◆ EXCERTO DO TEXTO ◆
# # # #
KEITA MAYANDA, NKRUMA SANTOS E DJ NKAPPA: A INFLUÊNCIA NEGATIVA E POSITIVA DAS LETRAS (OPINIÃO)

Tem se afirmado que as músicas mais ouvidas e dos artistas populares influenciam positiva e negativamente no comportamento das pessoas, para  sustentar essa conversa, certa vez um programa da Rádio Luanda chamou atenção e responsabilizou os artistas que estão actualmente no top sobre o comportamento negativos dos seus fãs; Sendo verdade ou procurando analisar a questão, levamos o tema a consideração de alguns envolvidos directamente na cultura hip hop, é desta forma que Keita Mayanda, Dj Nkappa e NKruma Santos, pessoas que já têm considerados quilómetros de rap percorridos, deram a sua opinião.
Perguntamos o seguinte:
1 – Como caracteriza as letras das músicas mais populares no rap feito actualmente?
2 – Até que ponto o rap feito hoje influência NEGATIVAMENTEno comportamento das pessoas.
3 –  Até que ponto o rap feito hoje influência POSITIVAMENTE no comportamento das pessoas.
4 – Que comparação faz ao que se escrevia antes e hoje e como as pessoas reagiam ao que ouviam?
# # # #
◆ REQUISITOS DA TAREFA ◆
Retome o artigo de opinião sobre a influência das letras do rap, continuando a partir da última frase apresentada.

◆ CONTEÚDO DOS DADOS ◆
# # # #
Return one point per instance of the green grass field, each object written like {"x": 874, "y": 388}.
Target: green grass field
# # # #
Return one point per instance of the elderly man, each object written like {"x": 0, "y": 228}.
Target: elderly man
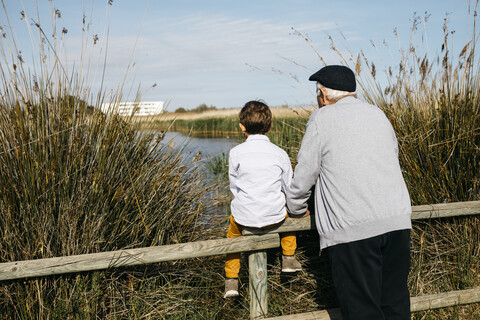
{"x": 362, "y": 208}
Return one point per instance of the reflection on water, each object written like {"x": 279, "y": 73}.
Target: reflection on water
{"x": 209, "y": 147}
# # # #
◆ RESPOSTA ◆
5 – A que conclusão chegou? a) o rap feito hoje, recomenda-se? B) Para melhorar qual seria a na sua opinião a solução?

KEITA MAYANDA:
Rap em Angola “existe uma limitação temática,”

1º eu não oiço música popular, mainstream ou comercial e não é por razões ideológicas, simplesmente não gosto, nunca gostei e não vou gostar. Quando digo não oiço é: não tenho sequer curiosidade em saber porquê certa música está tão popular, ou sobre o que fala ou falam os artistas mais populares hoje, suponho que seja sobre festas, rabos, jantes, noitadas, as bitches, a riqueza aparente.
2º Essa não é uma pergunta com resposta fácil. Eu não creio que uma música possa levar a um comportamento considerado negativo ou condenável, per se, creio que precisa haver uma disposição do ouvinte para agir de forma condenável, dizer que o rap de hoje em dia influencia negativamente o comportamento da juventude é colocar em cima do rapper a total responsabilidade pelo comportamento dos ouvintes e isso não é verdade. Vejo no facebook muita gente a usar o NGA como exemplo de má influência através da música e tenho dúvida de que alguém consiga provar que existe uma relação directa entre ouvir NGA e o aumento do consumo de álcool, tabaco ou liamba. É preciso perguntar porquê é que entre os fãs do NGA existem pessoas que não bebem, fumam ou sonham com a Pérola? porque cada um é responsável último pelo seu próprio comportamento, o NGA e a sua música não são um psicoactivo para alterar o julgamento dos ouvintes, tão importante quando os temas que ele trata é a maturidade e o bom senso de quem o escuta.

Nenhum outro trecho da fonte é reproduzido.